• [EXERCISE]: Can you swap "single marker" for "single dot" throughout the data below, reproduce all other lines unchanged, and leave out the pictures?

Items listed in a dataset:

## START

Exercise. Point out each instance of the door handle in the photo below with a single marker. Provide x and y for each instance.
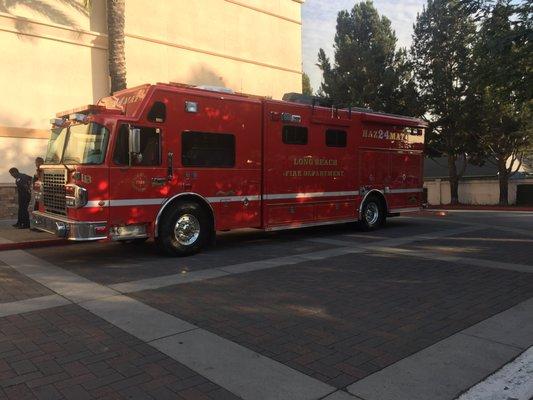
(158, 181)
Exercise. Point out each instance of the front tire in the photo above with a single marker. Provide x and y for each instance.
(373, 213)
(184, 230)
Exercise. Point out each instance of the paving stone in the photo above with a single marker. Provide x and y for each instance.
(73, 354)
(16, 287)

## END

• [WRITTEN SOLUTION]:
Exercise. Point out each instance of the door handle in the photo below with a single dot. Provide x and y for each instance.
(158, 181)
Exercise. Point out each instance of the front tire in the photo above with a single dot. Provide x and y for each instance.
(373, 213)
(184, 230)
Exercise. Point out each instance of the paving stone in the photo above with a single dot. Provide x and y for each instance.
(73, 354)
(16, 287)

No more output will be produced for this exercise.